▶ _Selected extract_
* BEGIN *
With the possible exception of what is now the Sunkist Growers (earlier California Fruit Growers Exchange), the Eastern Shore of Virginia Produce Exchange was the pioneer farmers cooperative marketing organization in the nation, and its plan of operation became a model for later cooperative marketing organizations in the United States. It was probably during the first decade of its existence that it was "written up" in the Saturday Evening Post.
The Legislature of Virginia, by an act approved January 20, 1900, chartered the Exchange. The incorporators were Benjamin T. Gunter, John E. Nottingham, Thomas B. Quinby, L. Thomas LeCato, Dr. John W. Bowdoin, Dr. John H. Ayres, Albert J. McMath, Thomas B. James, Levin James Hyslup, Hezekiah A. Wescott, William L. Elzey, John H. Roberts, William B. Pitts, G. Walter Mapp, John T. Wilkins, Jr., and William E. Thomas.
* END *
▶ _Supplied information_
* BEGIN *
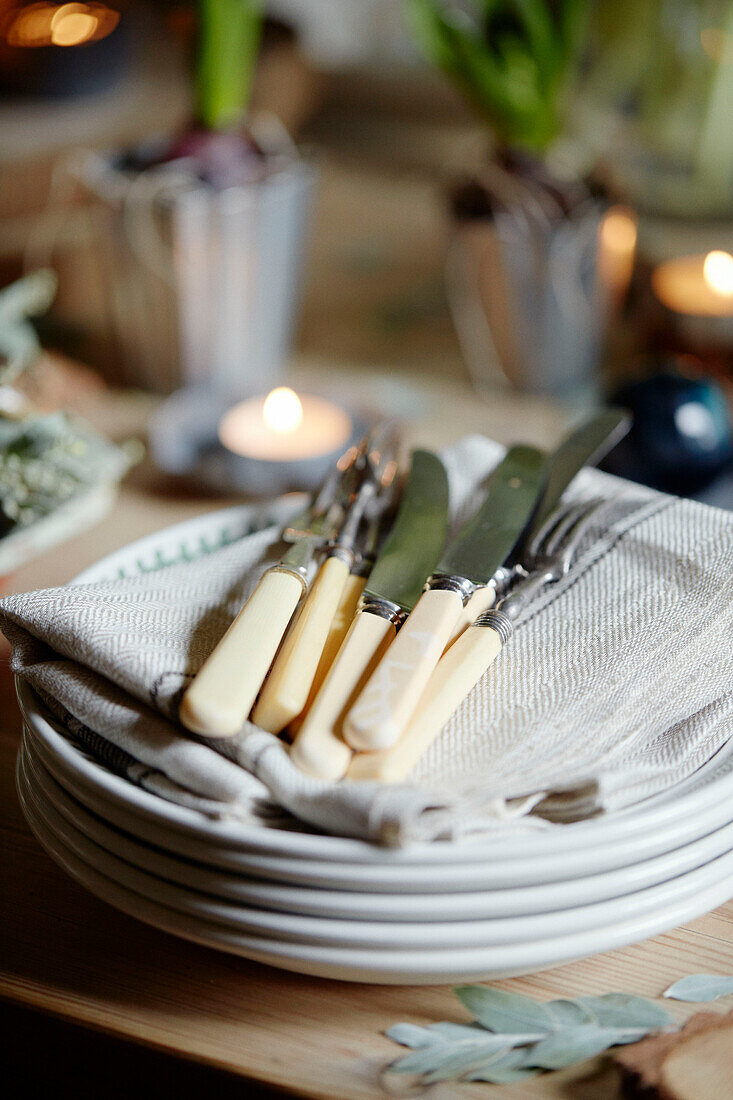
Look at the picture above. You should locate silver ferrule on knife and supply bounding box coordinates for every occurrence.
[425,573,477,607]
[357,592,407,629]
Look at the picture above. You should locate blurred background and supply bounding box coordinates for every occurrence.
[0,0,733,576]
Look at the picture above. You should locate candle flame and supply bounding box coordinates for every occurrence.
[601,207,636,254]
[51,3,99,46]
[702,252,733,295]
[262,386,303,436]
[0,0,120,46]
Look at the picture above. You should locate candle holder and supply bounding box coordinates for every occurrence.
[149,386,371,497]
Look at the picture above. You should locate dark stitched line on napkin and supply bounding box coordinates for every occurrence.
[516,497,678,629]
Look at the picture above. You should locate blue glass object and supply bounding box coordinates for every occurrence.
[603,362,733,496]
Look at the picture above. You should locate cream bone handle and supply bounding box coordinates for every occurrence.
[347,611,512,783]
[178,567,305,737]
[288,573,367,736]
[448,581,496,648]
[343,578,473,752]
[291,602,397,781]
[252,556,350,734]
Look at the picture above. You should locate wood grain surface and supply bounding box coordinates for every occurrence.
[0,374,733,1100]
[0,376,733,1100]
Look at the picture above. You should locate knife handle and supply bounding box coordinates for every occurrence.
[347,612,512,783]
[252,557,349,734]
[343,589,463,752]
[291,573,367,733]
[178,567,305,737]
[447,584,496,649]
[291,612,396,781]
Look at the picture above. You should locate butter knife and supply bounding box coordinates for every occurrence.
[343,447,547,751]
[291,450,448,780]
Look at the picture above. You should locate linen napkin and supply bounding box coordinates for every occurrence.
[0,437,733,845]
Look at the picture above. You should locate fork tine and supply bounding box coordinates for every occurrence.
[543,497,609,559]
[526,504,578,561]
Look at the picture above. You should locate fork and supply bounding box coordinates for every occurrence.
[348,497,610,783]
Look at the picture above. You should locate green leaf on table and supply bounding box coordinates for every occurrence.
[386,986,672,1085]
[575,993,674,1029]
[527,1024,649,1069]
[663,974,733,1002]
[545,998,598,1027]
[455,986,555,1034]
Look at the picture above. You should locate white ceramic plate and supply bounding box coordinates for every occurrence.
[26,723,733,894]
[20,748,733,923]
[19,499,733,866]
[19,748,733,950]
[18,765,733,985]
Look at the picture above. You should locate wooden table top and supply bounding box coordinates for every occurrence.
[0,363,733,1100]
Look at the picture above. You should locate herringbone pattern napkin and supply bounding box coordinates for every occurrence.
[0,438,733,844]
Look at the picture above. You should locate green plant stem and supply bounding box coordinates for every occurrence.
[196,0,262,130]
[696,3,733,197]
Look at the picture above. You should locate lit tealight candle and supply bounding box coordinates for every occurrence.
[598,206,637,309]
[219,386,352,462]
[652,251,733,317]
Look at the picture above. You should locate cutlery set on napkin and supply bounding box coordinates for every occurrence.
[179,409,630,782]
[9,411,733,983]
[0,424,733,845]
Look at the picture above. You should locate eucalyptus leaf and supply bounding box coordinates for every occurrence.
[384,1024,434,1049]
[456,986,555,1034]
[576,993,675,1029]
[386,986,675,1085]
[545,998,598,1027]
[663,974,733,1002]
[527,1024,647,1069]
[392,1032,513,1081]
[466,1049,543,1085]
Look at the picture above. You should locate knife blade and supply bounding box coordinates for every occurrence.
[450,407,632,645]
[291,450,448,780]
[348,409,631,783]
[178,449,358,737]
[511,407,632,563]
[252,422,397,734]
[343,446,547,751]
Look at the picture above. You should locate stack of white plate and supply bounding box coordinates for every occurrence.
[12,509,733,983]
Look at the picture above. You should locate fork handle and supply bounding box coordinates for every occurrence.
[178,567,305,737]
[252,557,349,734]
[343,589,463,752]
[291,611,396,781]
[347,612,512,783]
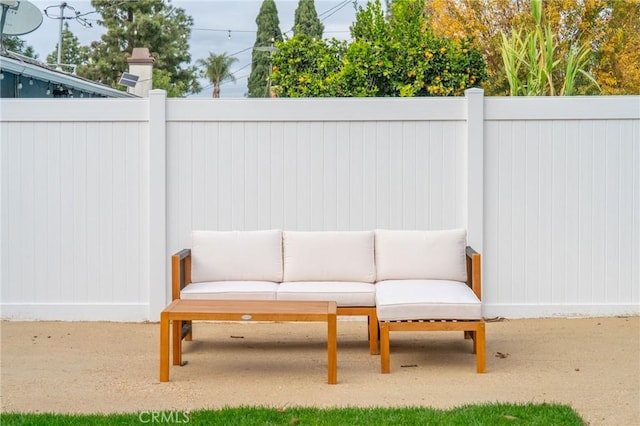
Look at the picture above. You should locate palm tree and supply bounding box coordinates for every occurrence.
[198,52,238,98]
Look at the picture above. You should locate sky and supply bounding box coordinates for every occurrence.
[16,0,366,98]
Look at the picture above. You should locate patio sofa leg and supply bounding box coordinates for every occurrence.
[368,309,380,355]
[380,322,391,374]
[184,321,193,342]
[473,322,486,373]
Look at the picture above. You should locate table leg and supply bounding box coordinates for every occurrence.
[172,320,182,365]
[160,312,169,382]
[327,313,338,385]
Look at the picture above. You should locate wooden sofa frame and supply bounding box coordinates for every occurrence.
[171,249,380,355]
[380,247,486,373]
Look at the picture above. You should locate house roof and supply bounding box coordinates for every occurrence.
[0,51,138,98]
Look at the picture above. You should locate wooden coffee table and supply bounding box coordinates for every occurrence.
[160,299,338,384]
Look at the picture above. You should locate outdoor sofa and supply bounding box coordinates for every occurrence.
[172,229,485,373]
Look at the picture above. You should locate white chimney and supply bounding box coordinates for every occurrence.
[127,47,155,98]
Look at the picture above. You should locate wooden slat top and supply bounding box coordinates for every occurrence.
[163,299,337,315]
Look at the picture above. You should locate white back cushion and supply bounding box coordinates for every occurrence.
[191,230,282,282]
[375,229,467,281]
[283,231,376,283]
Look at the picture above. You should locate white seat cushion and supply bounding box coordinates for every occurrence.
[277,281,376,306]
[180,281,278,300]
[191,230,282,282]
[376,280,482,321]
[375,229,467,281]
[282,231,376,283]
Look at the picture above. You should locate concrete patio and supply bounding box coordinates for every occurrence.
[1,317,640,425]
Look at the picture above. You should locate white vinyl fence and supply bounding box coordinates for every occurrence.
[0,89,640,321]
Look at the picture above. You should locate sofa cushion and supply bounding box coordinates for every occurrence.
[376,280,482,321]
[375,229,467,281]
[180,281,278,300]
[283,231,376,283]
[277,281,376,306]
[191,230,282,282]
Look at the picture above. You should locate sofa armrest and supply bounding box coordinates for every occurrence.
[171,249,191,300]
[466,246,482,300]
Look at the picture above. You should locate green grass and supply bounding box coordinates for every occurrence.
[0,404,585,426]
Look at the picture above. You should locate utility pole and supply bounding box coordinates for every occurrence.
[43,1,93,70]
* END *
▶ _Instructions for the task_
From the passage on the Eastern Shore of Virginia Produce Exchange, set down word for word the part from "With the possible" up to and including "William E. Thomas.".

▶ _Right answer_
With the possible exception of what is now the Sunkist Growers (earlier California Fruit Growers Exchange), the Eastern Shore of Virginia Produce Exchange was the pioneer farmers cooperative marketing organization in the nation, and its plan of operation became a model for later cooperative marketing organizations in the United States. It was probably during the first decade of its existence that it was "written up" in the Saturday Evening Post.
The Legislature of Virginia, by an act approved January 20, 1900, chartered the Exchange. The incorporators were Benjamin T. Gunter, John E. Nottingham, Thomas B. Quinby, L. Thomas LeCato, Dr. John W. Bowdoin, Dr. John H. Ayres, Albert J. McMath, Thomas B. James, Levin James Hyslup, Hezekiah A. Wescott, William L. Elzey, John H. Roberts, William B. Pitts, G. Walter Mapp, John T. Wilkins, Jr., and William E. Thomas.